Dataset entries
····················
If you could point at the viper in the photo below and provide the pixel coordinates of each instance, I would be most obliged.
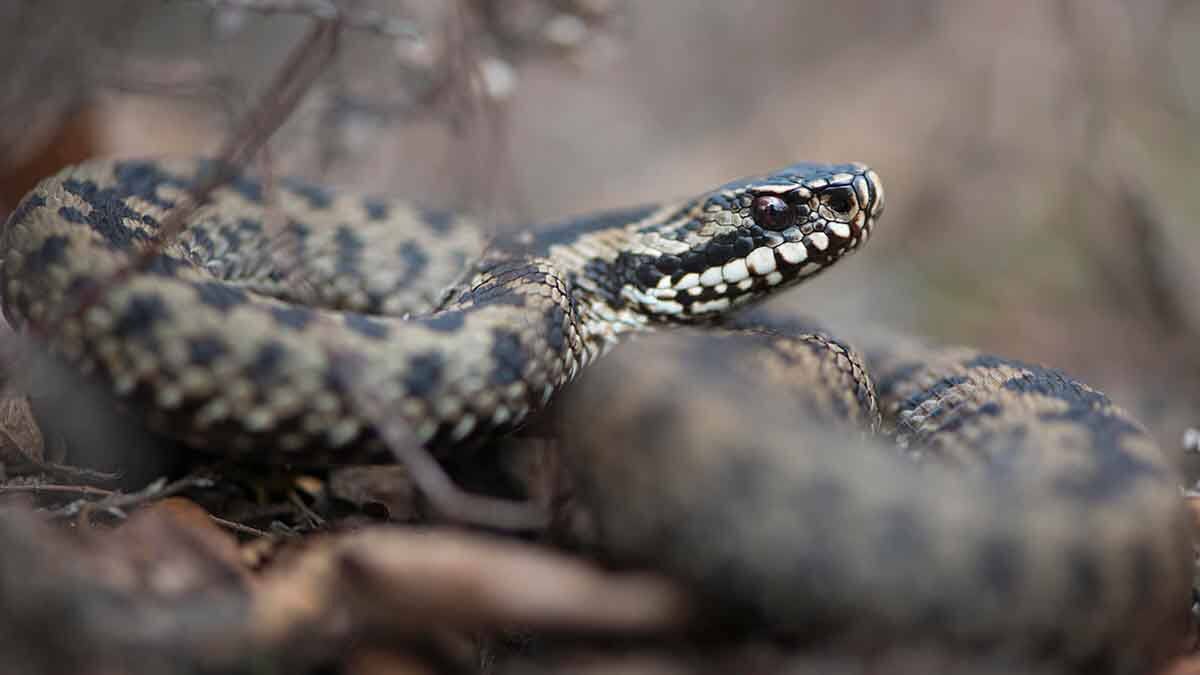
(250, 333)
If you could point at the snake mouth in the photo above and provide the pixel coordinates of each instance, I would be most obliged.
(755, 239)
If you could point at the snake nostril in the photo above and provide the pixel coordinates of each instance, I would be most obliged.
(773, 213)
(839, 199)
(876, 192)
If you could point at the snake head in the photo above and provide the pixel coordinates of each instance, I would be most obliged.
(749, 238)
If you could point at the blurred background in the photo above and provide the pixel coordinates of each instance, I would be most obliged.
(1042, 157)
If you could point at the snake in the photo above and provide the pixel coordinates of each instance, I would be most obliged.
(1014, 509)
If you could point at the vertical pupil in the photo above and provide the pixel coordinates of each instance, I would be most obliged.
(772, 213)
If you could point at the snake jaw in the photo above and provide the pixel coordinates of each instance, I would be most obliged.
(748, 239)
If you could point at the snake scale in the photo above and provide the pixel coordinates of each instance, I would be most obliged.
(1026, 517)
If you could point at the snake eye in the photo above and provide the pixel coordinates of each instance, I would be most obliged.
(839, 199)
(772, 213)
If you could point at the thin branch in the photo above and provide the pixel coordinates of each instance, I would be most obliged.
(429, 476)
(304, 65)
(327, 10)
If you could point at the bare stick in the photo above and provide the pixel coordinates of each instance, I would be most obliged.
(327, 10)
(304, 64)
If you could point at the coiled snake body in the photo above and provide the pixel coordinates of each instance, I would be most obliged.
(246, 332)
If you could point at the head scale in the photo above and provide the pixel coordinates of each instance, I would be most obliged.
(750, 238)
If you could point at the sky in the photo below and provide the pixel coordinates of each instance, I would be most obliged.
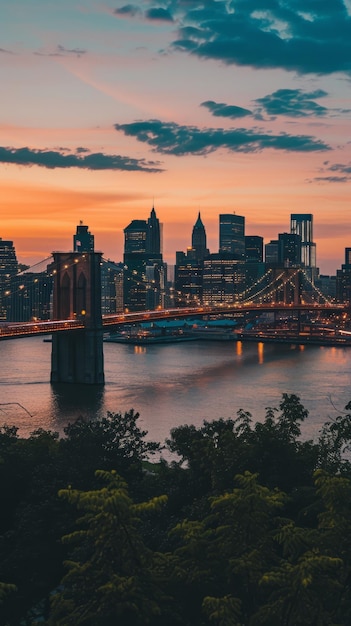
(109, 108)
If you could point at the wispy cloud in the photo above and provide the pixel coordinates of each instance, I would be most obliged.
(175, 139)
(220, 109)
(293, 103)
(334, 173)
(306, 36)
(61, 51)
(59, 159)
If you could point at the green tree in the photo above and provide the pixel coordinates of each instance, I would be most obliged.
(113, 576)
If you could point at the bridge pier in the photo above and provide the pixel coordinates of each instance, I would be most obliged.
(77, 355)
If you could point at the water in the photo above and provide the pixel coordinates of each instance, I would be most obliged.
(175, 384)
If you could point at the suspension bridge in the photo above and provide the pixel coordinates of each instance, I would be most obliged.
(77, 323)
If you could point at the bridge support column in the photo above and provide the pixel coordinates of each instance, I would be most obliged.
(77, 355)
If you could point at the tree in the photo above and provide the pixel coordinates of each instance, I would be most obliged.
(113, 576)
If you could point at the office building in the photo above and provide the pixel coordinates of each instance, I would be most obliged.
(144, 270)
(302, 224)
(199, 240)
(189, 268)
(8, 268)
(253, 248)
(271, 255)
(232, 235)
(289, 250)
(343, 279)
(83, 240)
(224, 279)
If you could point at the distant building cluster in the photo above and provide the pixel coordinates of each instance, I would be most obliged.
(200, 277)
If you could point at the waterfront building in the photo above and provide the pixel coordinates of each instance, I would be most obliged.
(232, 235)
(289, 250)
(271, 254)
(302, 224)
(83, 240)
(253, 248)
(199, 240)
(142, 251)
(188, 271)
(224, 279)
(187, 280)
(153, 235)
(254, 266)
(343, 279)
(8, 268)
(111, 287)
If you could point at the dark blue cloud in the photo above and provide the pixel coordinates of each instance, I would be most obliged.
(171, 138)
(158, 13)
(293, 102)
(306, 36)
(58, 159)
(219, 109)
(339, 173)
(128, 10)
(61, 51)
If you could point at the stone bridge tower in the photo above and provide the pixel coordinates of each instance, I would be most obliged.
(77, 355)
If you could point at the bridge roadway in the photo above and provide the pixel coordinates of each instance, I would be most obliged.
(13, 330)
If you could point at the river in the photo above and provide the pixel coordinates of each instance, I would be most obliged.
(175, 384)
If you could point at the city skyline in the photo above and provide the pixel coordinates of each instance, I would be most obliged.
(111, 108)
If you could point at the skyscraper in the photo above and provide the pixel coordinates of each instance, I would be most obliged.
(8, 268)
(83, 240)
(302, 224)
(198, 240)
(153, 239)
(289, 249)
(144, 270)
(232, 235)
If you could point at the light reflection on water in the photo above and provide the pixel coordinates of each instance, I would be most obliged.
(175, 384)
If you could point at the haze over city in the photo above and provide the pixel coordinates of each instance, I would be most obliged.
(110, 108)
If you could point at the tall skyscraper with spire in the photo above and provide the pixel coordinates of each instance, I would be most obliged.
(144, 270)
(198, 240)
(153, 240)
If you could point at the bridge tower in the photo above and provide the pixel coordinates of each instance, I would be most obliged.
(77, 355)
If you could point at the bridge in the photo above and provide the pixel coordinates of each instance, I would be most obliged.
(78, 325)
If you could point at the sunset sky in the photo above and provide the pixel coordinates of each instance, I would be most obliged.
(217, 106)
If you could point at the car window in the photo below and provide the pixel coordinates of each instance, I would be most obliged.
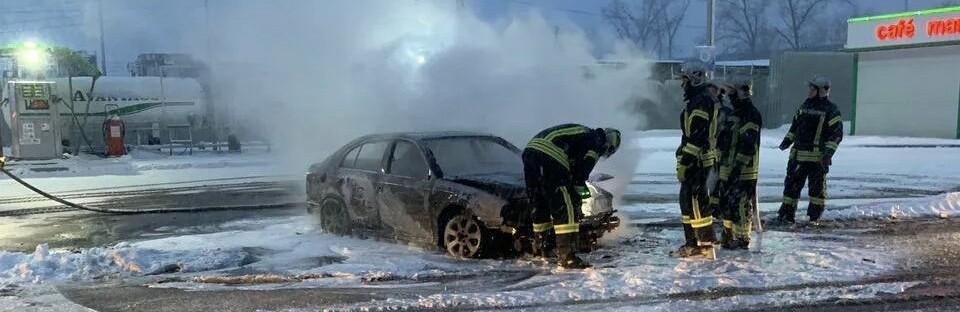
(407, 161)
(474, 156)
(350, 160)
(370, 156)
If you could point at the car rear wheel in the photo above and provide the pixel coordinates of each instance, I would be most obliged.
(463, 236)
(333, 216)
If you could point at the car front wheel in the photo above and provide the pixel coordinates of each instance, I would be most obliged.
(463, 236)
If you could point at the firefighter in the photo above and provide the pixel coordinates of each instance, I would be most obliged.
(695, 158)
(815, 135)
(556, 165)
(718, 176)
(740, 166)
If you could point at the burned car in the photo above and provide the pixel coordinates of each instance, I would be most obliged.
(458, 191)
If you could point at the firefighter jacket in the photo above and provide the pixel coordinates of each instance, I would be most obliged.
(575, 147)
(699, 124)
(726, 122)
(816, 131)
(741, 159)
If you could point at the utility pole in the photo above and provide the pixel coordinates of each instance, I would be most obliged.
(208, 96)
(710, 21)
(103, 49)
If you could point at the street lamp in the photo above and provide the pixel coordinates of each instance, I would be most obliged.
(31, 56)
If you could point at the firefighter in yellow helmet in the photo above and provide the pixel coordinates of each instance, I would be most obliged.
(740, 165)
(556, 165)
(695, 158)
(815, 135)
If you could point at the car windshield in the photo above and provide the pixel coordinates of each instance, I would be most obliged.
(460, 156)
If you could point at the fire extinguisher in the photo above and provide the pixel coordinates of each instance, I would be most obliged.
(114, 131)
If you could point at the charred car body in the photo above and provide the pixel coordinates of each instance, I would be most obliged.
(461, 192)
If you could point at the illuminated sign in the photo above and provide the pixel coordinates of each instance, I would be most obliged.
(943, 27)
(904, 28)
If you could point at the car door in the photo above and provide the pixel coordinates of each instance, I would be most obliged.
(404, 194)
(361, 178)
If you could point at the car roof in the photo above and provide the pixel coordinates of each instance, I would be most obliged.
(427, 135)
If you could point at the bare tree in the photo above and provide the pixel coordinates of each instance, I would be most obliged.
(672, 24)
(802, 19)
(649, 24)
(743, 23)
(796, 15)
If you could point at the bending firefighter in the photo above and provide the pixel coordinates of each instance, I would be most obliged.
(556, 165)
(815, 134)
(695, 158)
(739, 166)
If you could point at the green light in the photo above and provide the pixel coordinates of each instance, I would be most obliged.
(903, 14)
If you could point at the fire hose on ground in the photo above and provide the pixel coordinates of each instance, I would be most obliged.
(132, 211)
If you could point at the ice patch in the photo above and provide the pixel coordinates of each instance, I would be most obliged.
(648, 274)
(45, 265)
(940, 206)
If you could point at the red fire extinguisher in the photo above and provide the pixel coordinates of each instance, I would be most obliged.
(113, 132)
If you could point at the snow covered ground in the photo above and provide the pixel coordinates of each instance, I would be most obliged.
(289, 252)
(865, 170)
(91, 175)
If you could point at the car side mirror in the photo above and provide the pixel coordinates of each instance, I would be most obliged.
(600, 177)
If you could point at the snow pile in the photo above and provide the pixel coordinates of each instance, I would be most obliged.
(940, 206)
(641, 274)
(133, 164)
(44, 265)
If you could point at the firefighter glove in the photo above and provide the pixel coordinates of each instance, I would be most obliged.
(584, 192)
(784, 145)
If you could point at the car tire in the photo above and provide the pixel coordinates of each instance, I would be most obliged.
(464, 236)
(333, 216)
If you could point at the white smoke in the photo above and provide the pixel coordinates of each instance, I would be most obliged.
(312, 75)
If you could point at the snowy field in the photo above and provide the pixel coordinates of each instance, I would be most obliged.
(87, 178)
(633, 269)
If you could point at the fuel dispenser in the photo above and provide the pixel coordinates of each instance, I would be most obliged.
(34, 120)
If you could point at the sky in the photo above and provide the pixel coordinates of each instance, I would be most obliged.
(157, 26)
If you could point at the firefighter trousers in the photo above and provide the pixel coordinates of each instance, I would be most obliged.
(798, 172)
(696, 215)
(739, 206)
(556, 203)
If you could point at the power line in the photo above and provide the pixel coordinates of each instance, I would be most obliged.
(555, 8)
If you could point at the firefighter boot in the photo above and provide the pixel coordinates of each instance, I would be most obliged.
(543, 244)
(566, 245)
(689, 251)
(726, 237)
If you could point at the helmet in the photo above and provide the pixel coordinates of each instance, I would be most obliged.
(739, 84)
(695, 71)
(819, 82)
(612, 142)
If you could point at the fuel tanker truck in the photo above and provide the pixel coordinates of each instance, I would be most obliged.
(149, 107)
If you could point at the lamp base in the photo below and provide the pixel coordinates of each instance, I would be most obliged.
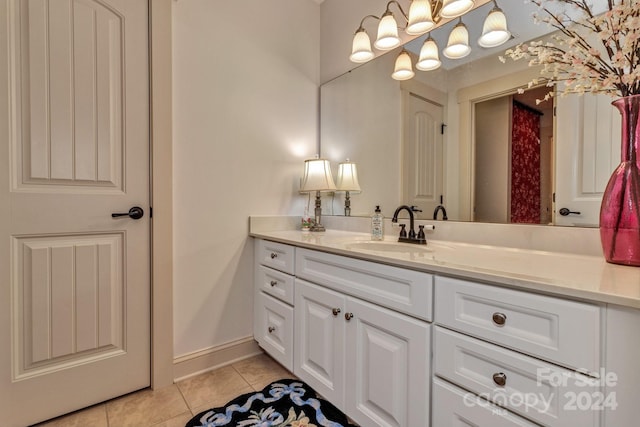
(317, 227)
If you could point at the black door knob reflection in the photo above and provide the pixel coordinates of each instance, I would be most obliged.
(135, 212)
(565, 212)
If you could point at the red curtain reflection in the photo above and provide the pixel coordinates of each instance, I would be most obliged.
(525, 165)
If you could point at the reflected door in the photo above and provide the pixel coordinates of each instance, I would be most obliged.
(422, 154)
(74, 288)
(587, 152)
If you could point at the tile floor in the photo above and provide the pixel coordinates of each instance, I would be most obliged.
(173, 406)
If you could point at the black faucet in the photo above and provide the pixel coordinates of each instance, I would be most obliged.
(438, 209)
(412, 237)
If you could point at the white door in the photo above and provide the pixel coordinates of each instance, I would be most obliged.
(319, 340)
(387, 367)
(422, 155)
(74, 282)
(587, 153)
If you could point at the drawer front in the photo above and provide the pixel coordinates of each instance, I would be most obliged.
(565, 332)
(275, 283)
(275, 255)
(454, 407)
(275, 329)
(406, 291)
(537, 390)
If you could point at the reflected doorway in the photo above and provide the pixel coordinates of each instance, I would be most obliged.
(513, 152)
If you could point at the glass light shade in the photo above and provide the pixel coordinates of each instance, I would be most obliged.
(403, 69)
(361, 50)
(458, 45)
(420, 17)
(317, 176)
(347, 177)
(429, 57)
(387, 33)
(494, 30)
(455, 8)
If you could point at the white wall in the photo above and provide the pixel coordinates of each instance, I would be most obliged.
(246, 78)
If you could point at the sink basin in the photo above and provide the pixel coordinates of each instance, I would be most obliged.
(393, 247)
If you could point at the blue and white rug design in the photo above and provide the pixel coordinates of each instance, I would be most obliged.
(280, 404)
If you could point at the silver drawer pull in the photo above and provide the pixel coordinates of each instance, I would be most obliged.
(500, 379)
(499, 318)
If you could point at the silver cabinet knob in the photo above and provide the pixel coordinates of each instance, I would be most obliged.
(499, 318)
(500, 379)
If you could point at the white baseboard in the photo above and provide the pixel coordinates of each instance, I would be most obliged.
(215, 357)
····················
Aim of the exercise
Reproduce the data verbatim, from the line holding "If you could point at the blue" through the last line, with both ends included.

Exercise result
If you could point at the blue and white rug design in the photo above and provide the pixel coordinates of each instance, I would be most obliged.
(280, 404)
If you could point at the silver drawer pull in the photo above and provide the pixel coordinates of each instance, I would be most obliged.
(500, 379)
(499, 318)
If you could point at the silver cabinet knob in the photo above and provide the pixel coordinates of each instance, I would be most obliged.
(499, 318)
(500, 379)
If you could point at the white baseboard in the photo above and provide the pixel coordinates of each instance, I would be most obliged.
(215, 357)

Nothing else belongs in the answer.